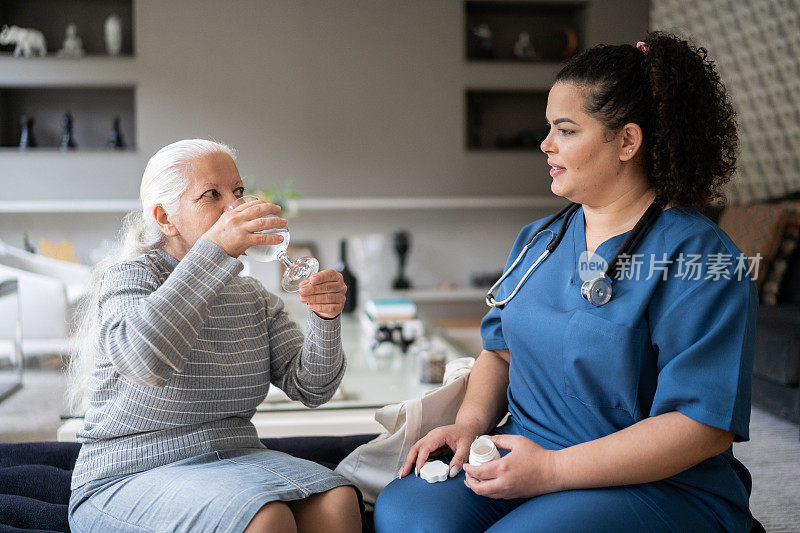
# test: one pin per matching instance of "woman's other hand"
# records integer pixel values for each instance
(526, 471)
(324, 293)
(457, 437)
(235, 230)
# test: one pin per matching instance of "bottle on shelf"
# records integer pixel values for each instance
(351, 299)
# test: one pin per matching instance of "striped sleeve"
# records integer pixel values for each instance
(146, 329)
(310, 369)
== == ==
* _Çalışma talimatı_: Yukarıdaki satırları, sütunları girdi ve hedef olan iki sütunlu bir CSV olarak verir misin? Her etiketleme metni ve onun yanıtı tek bir satırda, her biri kendi tırnaklı alanında yer alsın; satır sonları boşluğa çevrilsin ve resimler yanıta alınmasın.

* _Görevin yanıtı_:
girdi,hedef
"# test: one pin per matching instance of ""woman's other hand"" # records integer pixel values for each instance","(526, 471) (324, 293) (457, 437) (235, 230)"
"# test: one pin per matching instance of ""bottle on shelf"" # records integer pixel values for each instance","(351, 299)"
"# test: one pin per matching instance of ""striped sleeve"" # records integer pixel values for each instance","(146, 329) (310, 369)"